■ Directions ■
From the records, pick out and copy each line containing "measuring".

━━━━━ Input ━━━━━

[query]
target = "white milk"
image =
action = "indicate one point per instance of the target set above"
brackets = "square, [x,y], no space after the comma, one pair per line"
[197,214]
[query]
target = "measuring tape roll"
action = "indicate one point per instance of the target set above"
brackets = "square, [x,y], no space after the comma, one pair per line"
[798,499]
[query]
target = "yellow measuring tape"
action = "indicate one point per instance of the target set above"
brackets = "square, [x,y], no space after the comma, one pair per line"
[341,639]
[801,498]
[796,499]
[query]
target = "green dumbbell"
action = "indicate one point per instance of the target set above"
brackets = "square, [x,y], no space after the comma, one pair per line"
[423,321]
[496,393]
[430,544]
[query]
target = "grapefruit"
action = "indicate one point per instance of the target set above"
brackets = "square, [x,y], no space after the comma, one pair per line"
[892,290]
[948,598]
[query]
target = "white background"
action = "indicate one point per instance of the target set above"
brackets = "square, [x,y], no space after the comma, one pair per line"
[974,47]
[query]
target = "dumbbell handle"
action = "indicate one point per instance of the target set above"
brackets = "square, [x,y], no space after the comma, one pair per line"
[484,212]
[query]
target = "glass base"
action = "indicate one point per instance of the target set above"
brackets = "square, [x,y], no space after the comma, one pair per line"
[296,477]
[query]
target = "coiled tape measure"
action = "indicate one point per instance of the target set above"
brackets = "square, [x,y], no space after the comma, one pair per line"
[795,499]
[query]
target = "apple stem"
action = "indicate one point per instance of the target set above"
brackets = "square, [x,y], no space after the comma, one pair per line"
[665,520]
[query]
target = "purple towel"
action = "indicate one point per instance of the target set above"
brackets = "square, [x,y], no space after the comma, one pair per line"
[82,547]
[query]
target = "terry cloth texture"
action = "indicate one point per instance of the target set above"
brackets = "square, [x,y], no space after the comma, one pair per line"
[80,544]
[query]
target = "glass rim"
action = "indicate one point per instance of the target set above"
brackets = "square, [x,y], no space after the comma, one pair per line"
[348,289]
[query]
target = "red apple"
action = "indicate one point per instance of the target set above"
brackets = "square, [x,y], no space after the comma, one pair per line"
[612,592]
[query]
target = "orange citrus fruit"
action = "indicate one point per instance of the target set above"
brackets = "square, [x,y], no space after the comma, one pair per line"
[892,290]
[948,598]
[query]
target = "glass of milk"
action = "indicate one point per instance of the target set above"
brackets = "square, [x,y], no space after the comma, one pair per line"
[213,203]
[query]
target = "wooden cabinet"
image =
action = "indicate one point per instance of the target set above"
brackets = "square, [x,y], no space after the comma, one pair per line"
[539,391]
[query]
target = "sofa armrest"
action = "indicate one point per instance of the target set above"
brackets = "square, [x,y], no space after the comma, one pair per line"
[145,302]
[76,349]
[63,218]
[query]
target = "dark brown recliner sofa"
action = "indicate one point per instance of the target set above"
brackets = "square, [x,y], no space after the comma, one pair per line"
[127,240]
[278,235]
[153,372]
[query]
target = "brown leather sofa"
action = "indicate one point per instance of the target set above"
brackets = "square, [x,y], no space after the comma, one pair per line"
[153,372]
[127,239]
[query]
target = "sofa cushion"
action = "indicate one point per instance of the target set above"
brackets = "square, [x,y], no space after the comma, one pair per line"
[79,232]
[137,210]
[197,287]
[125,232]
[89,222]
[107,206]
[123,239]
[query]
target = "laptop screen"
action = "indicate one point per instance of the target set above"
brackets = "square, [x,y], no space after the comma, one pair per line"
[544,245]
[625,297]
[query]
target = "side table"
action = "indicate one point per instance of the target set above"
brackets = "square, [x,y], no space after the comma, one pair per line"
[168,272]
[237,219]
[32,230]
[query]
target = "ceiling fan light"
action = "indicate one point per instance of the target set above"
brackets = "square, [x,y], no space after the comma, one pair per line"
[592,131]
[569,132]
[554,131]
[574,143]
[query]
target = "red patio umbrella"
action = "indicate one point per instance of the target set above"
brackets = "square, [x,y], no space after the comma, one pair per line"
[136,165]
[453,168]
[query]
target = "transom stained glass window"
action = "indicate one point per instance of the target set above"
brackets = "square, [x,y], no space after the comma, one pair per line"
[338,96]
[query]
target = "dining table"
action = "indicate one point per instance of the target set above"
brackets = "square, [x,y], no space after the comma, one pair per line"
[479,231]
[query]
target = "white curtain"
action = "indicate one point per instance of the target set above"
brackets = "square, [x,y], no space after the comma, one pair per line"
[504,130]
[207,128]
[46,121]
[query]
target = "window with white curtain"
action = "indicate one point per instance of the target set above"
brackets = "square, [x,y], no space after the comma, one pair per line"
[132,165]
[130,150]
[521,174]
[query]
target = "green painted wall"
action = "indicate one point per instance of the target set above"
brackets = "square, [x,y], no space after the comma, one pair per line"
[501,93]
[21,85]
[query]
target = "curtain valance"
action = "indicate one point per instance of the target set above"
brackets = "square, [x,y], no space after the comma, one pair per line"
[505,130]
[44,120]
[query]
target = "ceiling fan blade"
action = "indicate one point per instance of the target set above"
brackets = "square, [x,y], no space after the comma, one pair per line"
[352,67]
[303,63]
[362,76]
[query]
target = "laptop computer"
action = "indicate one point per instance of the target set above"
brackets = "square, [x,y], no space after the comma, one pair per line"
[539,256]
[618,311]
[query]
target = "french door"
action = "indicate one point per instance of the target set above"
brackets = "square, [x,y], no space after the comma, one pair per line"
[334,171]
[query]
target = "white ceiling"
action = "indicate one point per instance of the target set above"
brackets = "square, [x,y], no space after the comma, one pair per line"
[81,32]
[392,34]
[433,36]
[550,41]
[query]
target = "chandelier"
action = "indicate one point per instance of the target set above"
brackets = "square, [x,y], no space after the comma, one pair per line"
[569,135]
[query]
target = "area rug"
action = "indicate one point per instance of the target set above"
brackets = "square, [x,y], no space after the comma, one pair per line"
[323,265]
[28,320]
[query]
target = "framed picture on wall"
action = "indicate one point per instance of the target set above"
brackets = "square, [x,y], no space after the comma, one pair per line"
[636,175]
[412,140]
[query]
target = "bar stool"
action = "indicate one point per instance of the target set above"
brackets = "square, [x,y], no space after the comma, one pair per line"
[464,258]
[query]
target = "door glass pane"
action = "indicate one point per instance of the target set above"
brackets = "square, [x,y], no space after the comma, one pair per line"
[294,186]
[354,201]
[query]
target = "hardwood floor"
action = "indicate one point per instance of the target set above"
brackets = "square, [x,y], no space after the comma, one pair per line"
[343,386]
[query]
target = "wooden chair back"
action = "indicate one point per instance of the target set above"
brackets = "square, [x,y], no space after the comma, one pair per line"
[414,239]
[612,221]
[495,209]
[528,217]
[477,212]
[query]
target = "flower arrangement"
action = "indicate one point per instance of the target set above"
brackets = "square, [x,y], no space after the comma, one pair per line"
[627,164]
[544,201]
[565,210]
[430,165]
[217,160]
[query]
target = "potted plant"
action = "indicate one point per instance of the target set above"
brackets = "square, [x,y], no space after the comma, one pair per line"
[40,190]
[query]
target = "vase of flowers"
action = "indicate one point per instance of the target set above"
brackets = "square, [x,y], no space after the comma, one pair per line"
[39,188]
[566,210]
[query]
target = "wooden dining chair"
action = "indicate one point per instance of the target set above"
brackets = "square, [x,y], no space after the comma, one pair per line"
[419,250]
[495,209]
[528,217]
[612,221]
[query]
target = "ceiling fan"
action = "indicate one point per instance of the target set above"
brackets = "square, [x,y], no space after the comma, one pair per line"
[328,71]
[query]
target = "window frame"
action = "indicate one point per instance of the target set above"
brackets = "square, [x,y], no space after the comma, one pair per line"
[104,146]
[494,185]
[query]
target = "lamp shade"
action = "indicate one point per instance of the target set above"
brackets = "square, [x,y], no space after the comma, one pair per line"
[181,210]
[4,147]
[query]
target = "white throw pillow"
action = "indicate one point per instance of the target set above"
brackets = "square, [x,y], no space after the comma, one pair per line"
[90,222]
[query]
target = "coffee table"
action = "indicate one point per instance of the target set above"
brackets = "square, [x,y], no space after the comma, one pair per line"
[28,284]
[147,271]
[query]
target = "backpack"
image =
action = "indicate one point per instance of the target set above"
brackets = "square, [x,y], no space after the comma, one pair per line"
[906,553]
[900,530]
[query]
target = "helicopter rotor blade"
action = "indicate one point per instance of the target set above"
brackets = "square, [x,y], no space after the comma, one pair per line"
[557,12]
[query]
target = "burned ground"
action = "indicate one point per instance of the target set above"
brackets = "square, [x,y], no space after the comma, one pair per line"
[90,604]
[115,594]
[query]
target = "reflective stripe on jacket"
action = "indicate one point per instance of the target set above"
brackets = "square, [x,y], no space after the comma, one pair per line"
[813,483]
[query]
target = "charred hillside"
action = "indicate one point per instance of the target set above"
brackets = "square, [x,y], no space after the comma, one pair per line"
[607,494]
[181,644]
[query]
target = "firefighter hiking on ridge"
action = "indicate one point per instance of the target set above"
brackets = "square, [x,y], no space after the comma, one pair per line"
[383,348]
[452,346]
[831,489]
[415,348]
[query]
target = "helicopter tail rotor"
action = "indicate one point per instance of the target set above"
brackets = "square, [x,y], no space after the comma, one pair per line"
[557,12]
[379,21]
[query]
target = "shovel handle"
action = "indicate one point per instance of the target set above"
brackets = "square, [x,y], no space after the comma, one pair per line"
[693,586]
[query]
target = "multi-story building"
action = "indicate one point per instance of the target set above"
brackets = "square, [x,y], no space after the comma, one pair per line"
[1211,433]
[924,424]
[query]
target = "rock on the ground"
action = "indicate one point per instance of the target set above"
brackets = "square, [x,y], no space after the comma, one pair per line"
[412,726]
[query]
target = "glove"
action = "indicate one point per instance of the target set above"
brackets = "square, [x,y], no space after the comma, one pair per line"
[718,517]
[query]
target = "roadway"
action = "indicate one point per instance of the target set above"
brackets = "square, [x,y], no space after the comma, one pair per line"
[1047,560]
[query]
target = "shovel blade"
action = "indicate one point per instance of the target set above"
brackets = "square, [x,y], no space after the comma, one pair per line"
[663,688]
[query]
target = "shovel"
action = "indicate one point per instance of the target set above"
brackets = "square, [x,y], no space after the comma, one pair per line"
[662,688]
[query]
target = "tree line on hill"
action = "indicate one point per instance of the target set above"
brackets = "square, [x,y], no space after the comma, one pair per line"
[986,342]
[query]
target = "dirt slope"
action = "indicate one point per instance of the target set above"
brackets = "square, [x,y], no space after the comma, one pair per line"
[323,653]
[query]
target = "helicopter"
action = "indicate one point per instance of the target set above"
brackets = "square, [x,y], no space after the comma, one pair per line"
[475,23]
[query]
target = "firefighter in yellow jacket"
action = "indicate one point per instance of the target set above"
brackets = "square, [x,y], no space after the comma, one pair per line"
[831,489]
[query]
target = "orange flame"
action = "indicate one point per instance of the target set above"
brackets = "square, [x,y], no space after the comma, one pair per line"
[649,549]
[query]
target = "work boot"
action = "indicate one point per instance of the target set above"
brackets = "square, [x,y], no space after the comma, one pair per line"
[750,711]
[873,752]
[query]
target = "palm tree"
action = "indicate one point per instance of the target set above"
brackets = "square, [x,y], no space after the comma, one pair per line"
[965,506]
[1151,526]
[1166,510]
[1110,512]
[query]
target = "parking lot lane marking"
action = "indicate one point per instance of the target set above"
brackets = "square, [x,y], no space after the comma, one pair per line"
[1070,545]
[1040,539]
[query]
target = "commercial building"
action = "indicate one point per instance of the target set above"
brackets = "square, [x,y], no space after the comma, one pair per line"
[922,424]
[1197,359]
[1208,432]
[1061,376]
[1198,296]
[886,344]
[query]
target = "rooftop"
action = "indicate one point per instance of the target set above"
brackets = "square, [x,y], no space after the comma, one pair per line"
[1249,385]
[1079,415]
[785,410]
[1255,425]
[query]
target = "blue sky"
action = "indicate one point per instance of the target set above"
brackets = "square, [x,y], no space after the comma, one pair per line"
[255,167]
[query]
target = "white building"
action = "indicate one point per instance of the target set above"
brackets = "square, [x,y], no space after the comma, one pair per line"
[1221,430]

━━━━━

■ Expected answer ■
target = "measuring tape roll"
target = "yellow measuring tape"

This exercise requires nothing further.